• _EXERCISE A_
In the article about Sarvam AI, what accuracy score does the company report for Sarvam Vision on the olmOCR-Bench?
• _EXERCISE B_
Reproduce the section of the Sarvam AI article from "India’s Sarvam AI" to "US and China.", keeping every word unchanged.

• _SELECTED EXCERPT_
────────

India’s Sarvam AI beats Google Gemini and ChatGPT

India finally has an AI model that seems to be world-class, at least for some India-specific tasks. Sarvam AI has come out with an OCR tool called Vision that beats the likes of Gemini and ChatGPT in reading documents in Indian languages, as well as Bulbul V3 that excels at AI voice generation. When it comes to AI models, the spotlight is mostly on the US and China.
India, despite its scale and deep talent pool, has rarely been seen as a source of core AI development. But Bengaluru-based startup Sarvam AI is changing that perception with what it calls a “sovereign AI”. The company is creating foundational AI models from scratch in India. This week two of its tools, Sarvam Vision and Bulbul, are making a lot of buzz. All for the right reasons. Sarvam Vision is apparently beating bigger and more talked about AI models such as ChatGPT, Google Gemini and Anthropic Claude on certain benchmarks in optical character recognition (OCR), which is its area of expertise. Its performance is seemingly so good that it is winning praise from users and experts alike. Sarvam AI co-founder Pratyush Kumar recently shared details of the latest achievements from the company’s in-house AI models in a series of posts on X. According to the company, Sarvam Vision has achieved an accuracy score of 84.3 per cent on the olmOCR-Bench.
The score is higher than Gemini 3 Pro and recent OCR models such as DeepSeek OCR v2, while ChatGPT ranked significantly lower.

────────

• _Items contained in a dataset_
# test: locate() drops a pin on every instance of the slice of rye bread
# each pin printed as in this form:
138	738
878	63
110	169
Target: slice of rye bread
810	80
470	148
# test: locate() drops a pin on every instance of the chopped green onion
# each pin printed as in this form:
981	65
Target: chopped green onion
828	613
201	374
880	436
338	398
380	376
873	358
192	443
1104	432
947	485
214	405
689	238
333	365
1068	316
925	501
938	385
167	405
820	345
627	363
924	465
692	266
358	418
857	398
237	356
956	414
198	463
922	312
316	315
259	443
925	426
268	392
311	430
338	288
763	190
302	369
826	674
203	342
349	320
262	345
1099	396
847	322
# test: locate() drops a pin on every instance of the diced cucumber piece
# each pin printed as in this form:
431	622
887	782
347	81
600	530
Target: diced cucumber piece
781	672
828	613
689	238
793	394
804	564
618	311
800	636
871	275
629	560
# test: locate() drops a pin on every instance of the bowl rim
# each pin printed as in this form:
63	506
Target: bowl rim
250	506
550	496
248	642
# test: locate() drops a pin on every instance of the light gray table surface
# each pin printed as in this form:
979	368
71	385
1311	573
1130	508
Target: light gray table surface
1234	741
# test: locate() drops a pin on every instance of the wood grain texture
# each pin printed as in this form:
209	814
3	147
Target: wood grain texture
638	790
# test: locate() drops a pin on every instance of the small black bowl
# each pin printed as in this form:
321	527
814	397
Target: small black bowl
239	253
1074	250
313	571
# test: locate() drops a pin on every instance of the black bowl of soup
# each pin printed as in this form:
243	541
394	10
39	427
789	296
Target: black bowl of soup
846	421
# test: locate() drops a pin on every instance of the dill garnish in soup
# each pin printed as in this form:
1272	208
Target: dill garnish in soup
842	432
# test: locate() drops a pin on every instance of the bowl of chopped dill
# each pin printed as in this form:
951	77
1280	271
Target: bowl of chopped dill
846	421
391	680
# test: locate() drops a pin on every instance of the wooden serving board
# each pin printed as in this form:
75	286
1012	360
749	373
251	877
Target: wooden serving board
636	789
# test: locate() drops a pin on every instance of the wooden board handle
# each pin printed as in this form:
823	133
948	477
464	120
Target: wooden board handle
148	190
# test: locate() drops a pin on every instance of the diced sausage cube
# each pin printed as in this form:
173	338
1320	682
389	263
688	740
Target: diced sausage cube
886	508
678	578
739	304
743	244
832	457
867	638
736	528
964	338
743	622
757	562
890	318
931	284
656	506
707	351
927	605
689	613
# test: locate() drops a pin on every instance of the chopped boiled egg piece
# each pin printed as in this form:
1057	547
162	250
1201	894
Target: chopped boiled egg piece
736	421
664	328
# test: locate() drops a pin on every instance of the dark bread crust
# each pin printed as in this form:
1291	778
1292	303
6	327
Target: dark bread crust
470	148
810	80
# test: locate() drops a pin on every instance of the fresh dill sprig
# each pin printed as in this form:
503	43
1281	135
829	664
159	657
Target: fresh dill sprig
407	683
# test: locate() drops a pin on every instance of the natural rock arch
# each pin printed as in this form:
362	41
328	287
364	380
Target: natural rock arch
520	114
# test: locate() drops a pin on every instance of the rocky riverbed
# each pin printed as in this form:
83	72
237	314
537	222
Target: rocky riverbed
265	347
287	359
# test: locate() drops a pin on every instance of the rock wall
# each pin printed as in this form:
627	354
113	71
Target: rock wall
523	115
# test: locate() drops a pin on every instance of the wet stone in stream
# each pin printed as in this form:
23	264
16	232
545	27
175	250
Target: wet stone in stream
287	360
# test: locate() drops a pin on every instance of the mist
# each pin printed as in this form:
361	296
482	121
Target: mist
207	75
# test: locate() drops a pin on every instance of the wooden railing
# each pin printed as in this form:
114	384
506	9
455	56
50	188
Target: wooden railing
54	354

────────

• _WRITTEN RESPONSE A_
84.3 per cent.

• _WRITTEN RESPONSE B_
India’s Sarvam AI beats Google Gemini and ChatGPT

India finally has an AI model that seems to be world-class, at least for some India-specific tasks. Sarvam AI has come out with an OCR tool called Vision that beats the likes of Gemini and ChatGPT in reading documents in Indian languages, as well as Bulbul V3 that excels at AI voice generation. When it comes to AI models, the spotlight is mostly on the US and China.